:: SOURCE PASSAGE
Database Code Page and Client Encoding
As discussed in Concepts and Definitions, above, encoding specifies how character data is translated between the PSQL database engine and a PSQL client application. PSQL handles much of the complexity of the encoding between client and server and the various combinations of operating system, languages, and access method. The encoding enhancements are divided into database code page and client encoding. The two types of encoding are separate but interrelated.
Database code page and client encoding apply only to the Relational Engine. The MicroKernel Engine is not affected.
Database Code Page
The database code page is a database property that specifies the encoding used for character data stored in the database. The default database code page is “server default,” meaning the operating system code page on the server where the database engine is running. (The operating system code page is generally referred to as the “OS encoding,” which is the phrase used throughout this chapter.)
Database code page is particularly handy if you need to manually copy PSQL DDFs to another platform with a different OS encoding and still have the metadata correctly interpreted by the database engine.
::::
:: RECORDS SHOWN
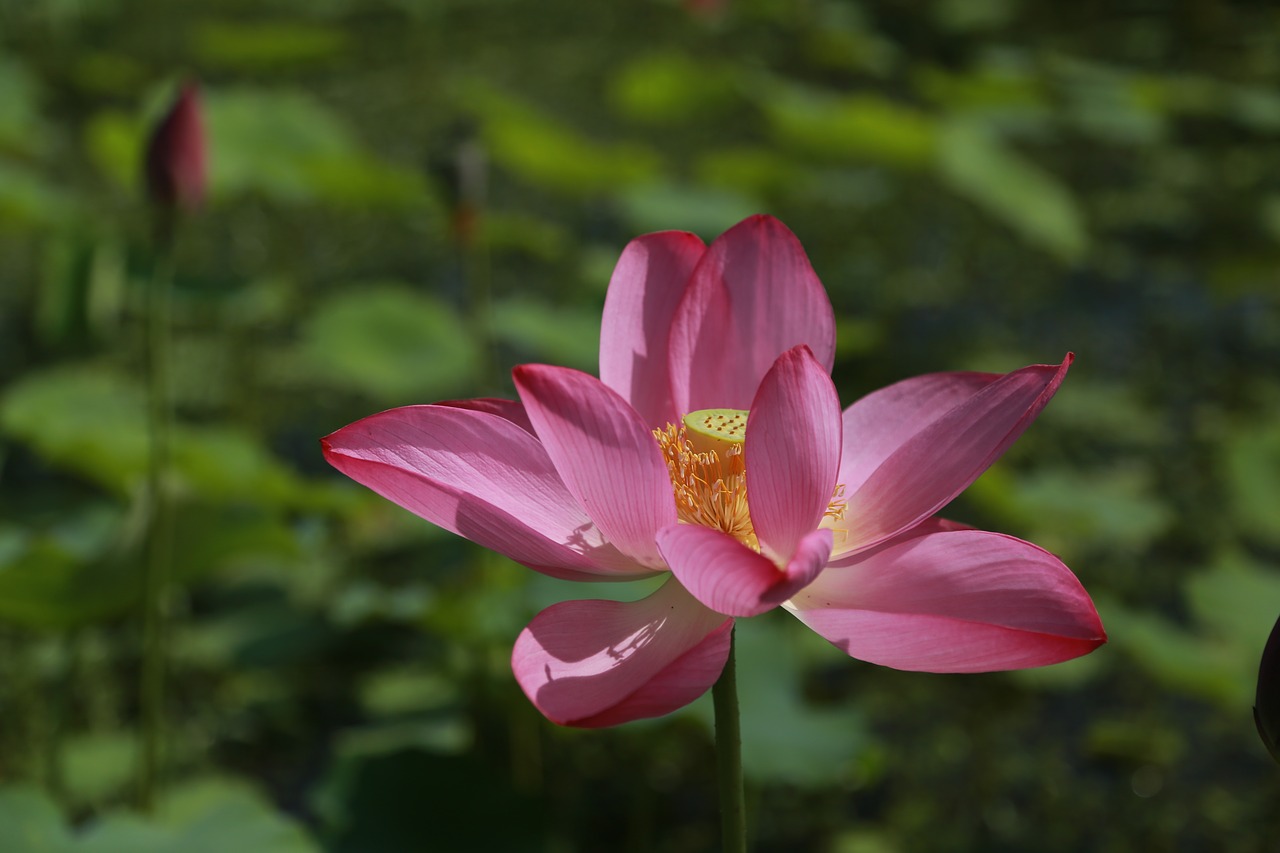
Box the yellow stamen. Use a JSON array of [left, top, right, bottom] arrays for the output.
[[653, 409, 847, 551]]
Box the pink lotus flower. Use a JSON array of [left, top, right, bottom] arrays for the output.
[[324, 216, 1106, 726]]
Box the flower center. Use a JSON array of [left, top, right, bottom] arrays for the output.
[[653, 409, 760, 551], [653, 409, 845, 551]]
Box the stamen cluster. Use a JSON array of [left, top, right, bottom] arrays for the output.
[[653, 424, 760, 551]]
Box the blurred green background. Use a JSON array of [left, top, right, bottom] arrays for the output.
[[0, 0, 1280, 853]]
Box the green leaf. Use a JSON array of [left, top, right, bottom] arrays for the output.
[[622, 183, 763, 238], [205, 90, 425, 206], [0, 785, 73, 853], [609, 53, 735, 123], [467, 86, 659, 195], [0, 365, 305, 505], [193, 20, 347, 70], [302, 284, 477, 403], [760, 85, 938, 169], [938, 122, 1088, 260], [493, 296, 600, 371], [76, 779, 319, 853]]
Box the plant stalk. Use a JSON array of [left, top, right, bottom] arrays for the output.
[[712, 629, 746, 853], [138, 240, 173, 811]]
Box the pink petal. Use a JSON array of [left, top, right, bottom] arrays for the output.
[[321, 406, 649, 580], [671, 215, 836, 412], [511, 571, 733, 727], [840, 373, 1004, 489], [827, 515, 974, 569], [786, 530, 1106, 672], [745, 346, 841, 562], [600, 231, 707, 428], [833, 353, 1073, 557], [434, 397, 534, 435], [658, 524, 831, 616], [513, 364, 676, 569]]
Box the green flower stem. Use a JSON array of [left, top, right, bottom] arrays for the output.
[[712, 629, 746, 853], [138, 240, 173, 811]]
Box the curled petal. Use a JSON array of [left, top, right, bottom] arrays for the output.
[[840, 373, 1004, 489], [513, 364, 676, 569], [321, 406, 650, 580], [658, 524, 831, 616], [745, 346, 841, 562], [511, 580, 733, 727], [434, 397, 534, 435], [835, 355, 1073, 556], [600, 231, 707, 428], [786, 530, 1106, 672], [671, 215, 836, 412]]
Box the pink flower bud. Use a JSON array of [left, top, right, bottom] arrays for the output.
[[146, 83, 207, 211]]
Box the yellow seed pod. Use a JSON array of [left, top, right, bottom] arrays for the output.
[[684, 409, 746, 456]]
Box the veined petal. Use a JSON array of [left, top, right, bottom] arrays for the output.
[[658, 524, 832, 616], [786, 530, 1106, 672], [600, 231, 707, 428], [511, 579, 733, 727], [671, 215, 836, 412], [833, 353, 1073, 557], [321, 406, 650, 580], [433, 397, 534, 435], [827, 515, 974, 569], [840, 373, 1004, 489], [513, 364, 676, 569], [744, 346, 841, 562]]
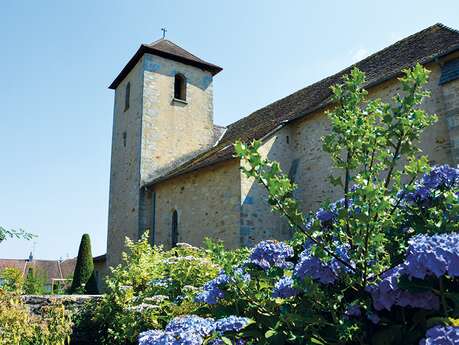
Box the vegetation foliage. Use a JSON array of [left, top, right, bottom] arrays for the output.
[[75, 233, 247, 345], [0, 289, 72, 345], [70, 234, 98, 294], [119, 65, 459, 345]]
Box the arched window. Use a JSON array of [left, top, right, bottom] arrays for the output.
[[174, 74, 186, 101], [124, 82, 131, 111], [172, 210, 178, 247]]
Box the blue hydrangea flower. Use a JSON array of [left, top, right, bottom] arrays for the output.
[[316, 208, 336, 223], [293, 245, 354, 284], [272, 277, 299, 298], [419, 326, 459, 345], [404, 233, 459, 279], [344, 304, 362, 317], [422, 164, 459, 189], [249, 240, 293, 270], [293, 250, 338, 284], [367, 312, 381, 325], [215, 315, 250, 333], [165, 315, 215, 337], [194, 272, 229, 304], [399, 164, 459, 207], [234, 267, 251, 283], [139, 315, 215, 345], [366, 265, 439, 310]]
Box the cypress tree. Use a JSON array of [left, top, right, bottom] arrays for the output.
[[85, 271, 99, 295], [70, 234, 94, 293]]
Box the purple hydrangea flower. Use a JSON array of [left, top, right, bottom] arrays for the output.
[[419, 326, 459, 345], [366, 265, 439, 310], [215, 315, 250, 333], [272, 277, 299, 298], [293, 250, 338, 284], [165, 315, 215, 337], [421, 164, 459, 189], [367, 312, 381, 325], [344, 304, 362, 317], [249, 240, 293, 270], [399, 164, 459, 207], [293, 245, 354, 284], [139, 315, 215, 345], [404, 233, 459, 279], [316, 208, 336, 223], [194, 272, 229, 304], [232, 267, 251, 283]]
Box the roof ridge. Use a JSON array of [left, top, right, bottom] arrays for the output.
[[160, 38, 206, 62], [147, 38, 206, 62], [227, 23, 459, 132], [432, 22, 459, 34]]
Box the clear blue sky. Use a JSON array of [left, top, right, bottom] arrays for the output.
[[0, 0, 459, 259]]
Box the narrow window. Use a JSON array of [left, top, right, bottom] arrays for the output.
[[172, 210, 178, 247], [174, 74, 186, 101], [124, 82, 131, 111]]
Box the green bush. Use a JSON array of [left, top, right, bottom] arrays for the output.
[[0, 267, 24, 293], [70, 234, 94, 293], [23, 269, 48, 295], [0, 289, 72, 345], [74, 233, 232, 345]]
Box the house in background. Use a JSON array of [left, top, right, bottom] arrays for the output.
[[0, 254, 76, 293], [107, 24, 459, 266]]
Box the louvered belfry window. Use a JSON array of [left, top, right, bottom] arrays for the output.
[[174, 74, 186, 101], [439, 59, 459, 85]]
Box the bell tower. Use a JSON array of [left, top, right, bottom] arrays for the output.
[[107, 38, 222, 266]]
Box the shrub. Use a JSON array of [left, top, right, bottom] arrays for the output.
[[24, 269, 48, 295], [0, 290, 72, 345], [0, 267, 24, 293], [75, 233, 230, 345], [70, 234, 94, 293], [139, 65, 459, 345]]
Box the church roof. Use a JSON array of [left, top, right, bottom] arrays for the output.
[[146, 24, 459, 185], [108, 38, 223, 89]]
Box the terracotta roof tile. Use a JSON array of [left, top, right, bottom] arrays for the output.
[[146, 24, 459, 185], [108, 39, 223, 89]]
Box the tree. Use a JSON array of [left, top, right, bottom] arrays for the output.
[[70, 234, 94, 293], [0, 267, 24, 293], [0, 226, 35, 243]]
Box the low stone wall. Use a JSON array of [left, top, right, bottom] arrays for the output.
[[22, 295, 102, 345], [22, 295, 102, 314]]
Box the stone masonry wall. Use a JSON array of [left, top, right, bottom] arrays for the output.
[[153, 160, 241, 248], [140, 54, 214, 182], [240, 59, 459, 245], [107, 58, 143, 266], [439, 53, 459, 164]]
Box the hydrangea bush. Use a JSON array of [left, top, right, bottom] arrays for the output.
[[84, 65, 459, 345], [75, 233, 250, 345]]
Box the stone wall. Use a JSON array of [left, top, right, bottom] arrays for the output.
[[152, 160, 241, 248], [107, 58, 143, 266], [107, 54, 218, 266], [140, 54, 214, 183], [240, 58, 459, 245], [22, 295, 102, 345]]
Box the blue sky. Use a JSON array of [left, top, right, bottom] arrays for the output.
[[0, 0, 459, 259]]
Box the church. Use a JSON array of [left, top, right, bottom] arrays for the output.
[[107, 24, 459, 266]]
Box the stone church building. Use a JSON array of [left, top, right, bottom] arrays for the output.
[[107, 24, 459, 266]]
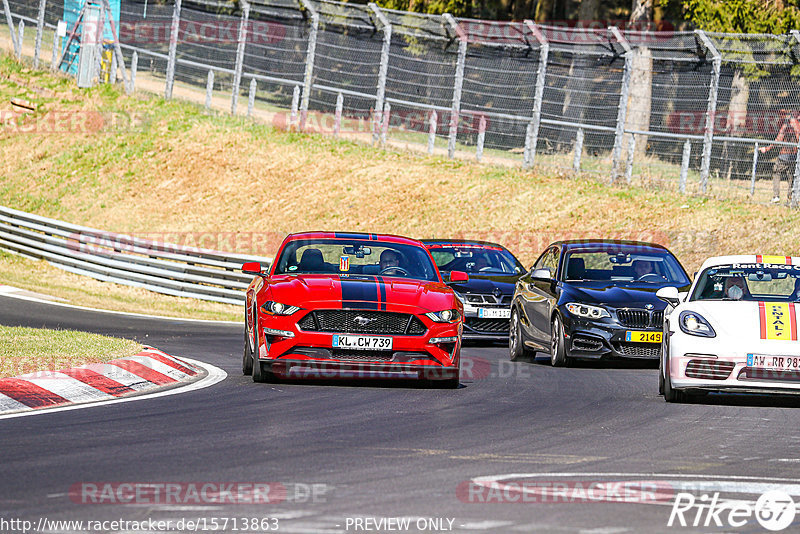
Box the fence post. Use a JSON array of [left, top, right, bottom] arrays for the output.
[[608, 26, 633, 183], [678, 139, 692, 193], [131, 50, 139, 91], [475, 114, 486, 163], [298, 0, 319, 131], [381, 102, 392, 146], [625, 134, 636, 184], [368, 3, 392, 142], [108, 50, 117, 85], [247, 78, 258, 117], [428, 109, 439, 154], [333, 93, 344, 137], [789, 142, 800, 208], [522, 20, 550, 169], [694, 30, 722, 193], [442, 13, 467, 159], [206, 69, 214, 109], [3, 0, 22, 57], [11, 19, 25, 60], [572, 128, 583, 172], [164, 0, 181, 100], [289, 85, 300, 130], [750, 143, 758, 197], [231, 0, 250, 115], [50, 30, 61, 71], [33, 0, 47, 69]]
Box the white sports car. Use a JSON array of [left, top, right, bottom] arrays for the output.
[[656, 255, 800, 402]]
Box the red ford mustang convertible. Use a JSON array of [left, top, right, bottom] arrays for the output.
[[242, 232, 467, 387]]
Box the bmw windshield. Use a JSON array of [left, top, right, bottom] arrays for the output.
[[273, 238, 439, 282], [563, 248, 690, 287], [428, 243, 525, 275], [690, 263, 800, 302]]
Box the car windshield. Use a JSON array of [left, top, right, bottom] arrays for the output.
[[428, 243, 525, 275], [690, 263, 800, 302], [273, 239, 439, 281], [563, 247, 689, 287]]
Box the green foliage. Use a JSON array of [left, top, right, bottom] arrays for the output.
[[676, 0, 800, 34]]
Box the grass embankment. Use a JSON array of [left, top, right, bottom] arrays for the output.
[[0, 52, 800, 320], [0, 325, 142, 378]]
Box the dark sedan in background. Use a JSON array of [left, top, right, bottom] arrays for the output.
[[422, 239, 525, 341], [509, 240, 690, 367]]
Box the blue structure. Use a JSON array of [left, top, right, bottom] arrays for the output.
[[61, 0, 121, 75]]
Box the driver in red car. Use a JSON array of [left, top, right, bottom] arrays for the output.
[[381, 248, 401, 272]]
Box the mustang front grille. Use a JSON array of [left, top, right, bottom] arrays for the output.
[[464, 317, 510, 334], [617, 309, 664, 328], [686, 360, 736, 380], [297, 310, 427, 336]]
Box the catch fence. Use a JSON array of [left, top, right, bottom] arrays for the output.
[[3, 0, 800, 207]]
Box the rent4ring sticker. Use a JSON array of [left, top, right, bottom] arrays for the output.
[[333, 335, 392, 350], [625, 330, 662, 343], [758, 302, 797, 341]]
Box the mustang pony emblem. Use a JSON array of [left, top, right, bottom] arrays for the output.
[[353, 315, 378, 326]]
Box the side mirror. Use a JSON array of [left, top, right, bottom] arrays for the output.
[[242, 261, 264, 275], [656, 286, 681, 308], [445, 271, 469, 285], [531, 269, 553, 282]]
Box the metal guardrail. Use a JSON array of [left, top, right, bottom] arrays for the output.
[[0, 206, 272, 304]]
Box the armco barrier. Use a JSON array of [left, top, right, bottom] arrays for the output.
[[0, 206, 272, 304]]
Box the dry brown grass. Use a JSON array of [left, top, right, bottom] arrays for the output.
[[0, 51, 800, 288], [0, 325, 142, 378]]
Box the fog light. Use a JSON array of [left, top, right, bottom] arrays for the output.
[[428, 336, 458, 345], [264, 328, 294, 337]]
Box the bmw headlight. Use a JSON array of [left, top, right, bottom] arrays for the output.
[[425, 310, 459, 323], [567, 302, 611, 319], [678, 311, 717, 337], [261, 300, 300, 315]]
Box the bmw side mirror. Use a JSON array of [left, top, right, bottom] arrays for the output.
[[656, 286, 681, 308], [445, 271, 469, 285], [531, 269, 553, 282], [242, 261, 264, 276]]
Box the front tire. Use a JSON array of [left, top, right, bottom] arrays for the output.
[[242, 316, 254, 376], [508, 309, 530, 362], [550, 315, 567, 367], [663, 354, 688, 403]]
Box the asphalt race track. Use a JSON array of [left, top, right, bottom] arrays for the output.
[[0, 297, 800, 533]]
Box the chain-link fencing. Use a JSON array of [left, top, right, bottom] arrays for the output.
[[0, 0, 800, 207]]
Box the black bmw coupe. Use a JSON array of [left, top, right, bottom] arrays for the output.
[[508, 240, 691, 367]]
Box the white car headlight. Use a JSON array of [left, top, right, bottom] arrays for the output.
[[678, 311, 717, 337], [567, 302, 611, 319]]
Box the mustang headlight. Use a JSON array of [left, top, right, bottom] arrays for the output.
[[261, 300, 300, 315], [678, 311, 717, 337], [567, 302, 611, 319], [425, 310, 459, 323]]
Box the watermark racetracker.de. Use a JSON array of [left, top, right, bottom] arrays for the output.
[[455, 473, 800, 531]]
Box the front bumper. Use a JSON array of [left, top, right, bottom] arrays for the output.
[[564, 316, 661, 360], [668, 333, 800, 394], [253, 316, 462, 380]]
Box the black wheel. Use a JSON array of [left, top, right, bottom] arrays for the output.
[[242, 317, 255, 376], [550, 315, 567, 367], [663, 354, 688, 402], [508, 308, 530, 362], [242, 327, 253, 376]]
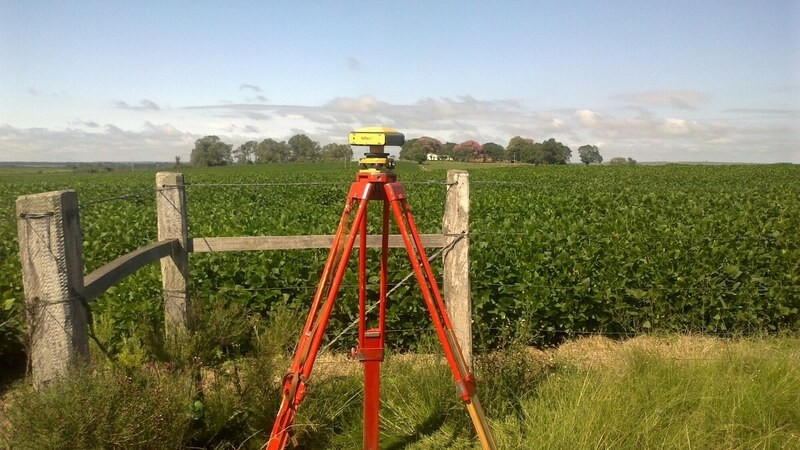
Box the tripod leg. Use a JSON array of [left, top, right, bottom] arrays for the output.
[[267, 186, 371, 450], [385, 183, 496, 449]]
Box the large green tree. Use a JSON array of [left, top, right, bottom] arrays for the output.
[[190, 136, 233, 167], [453, 140, 486, 162], [542, 138, 572, 164], [578, 144, 603, 166], [255, 139, 290, 164], [506, 136, 545, 164], [233, 141, 258, 164], [483, 142, 506, 161], [288, 134, 320, 161]]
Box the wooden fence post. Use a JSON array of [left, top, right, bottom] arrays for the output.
[[156, 172, 191, 338], [442, 170, 472, 367], [17, 191, 89, 389]]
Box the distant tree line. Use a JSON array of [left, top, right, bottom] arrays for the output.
[[190, 134, 353, 167], [400, 136, 603, 165], [191, 134, 616, 167]]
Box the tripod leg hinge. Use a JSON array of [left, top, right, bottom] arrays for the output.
[[456, 374, 475, 403], [357, 329, 383, 362]]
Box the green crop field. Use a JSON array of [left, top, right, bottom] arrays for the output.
[[0, 163, 800, 353]]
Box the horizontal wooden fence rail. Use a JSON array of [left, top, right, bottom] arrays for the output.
[[83, 239, 181, 300], [189, 234, 445, 253], [17, 170, 472, 389]]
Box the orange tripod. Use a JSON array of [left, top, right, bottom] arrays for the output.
[[267, 128, 495, 450]]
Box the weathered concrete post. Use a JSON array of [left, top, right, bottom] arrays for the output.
[[442, 170, 472, 367], [17, 191, 89, 389], [156, 172, 191, 338]]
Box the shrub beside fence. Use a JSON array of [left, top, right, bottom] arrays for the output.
[[16, 170, 472, 388]]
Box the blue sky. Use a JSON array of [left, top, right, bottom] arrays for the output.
[[0, 0, 800, 163]]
::::
**WHAT THE TASK ASKS**:
Reproduce the passage on PSQL database code page and client encoding word for word, starting at "Database code page and client encoding apply" and continuing up to and including "throughout this chapter.)".

**WRITTEN ANSWER**:
Database code page and client encoding apply only to the Relational Engine. The MicroKernel Engine is not affected.
Database Code Page
The database code page is a database property that specifies the encoding used for character data stored in the database. The default database code page is “server default,” meaning the operating system code page on the server where the database engine is running. (The operating system code page is generally referred to as the “OS encoding,” which is the phrase used throughout this chapter.)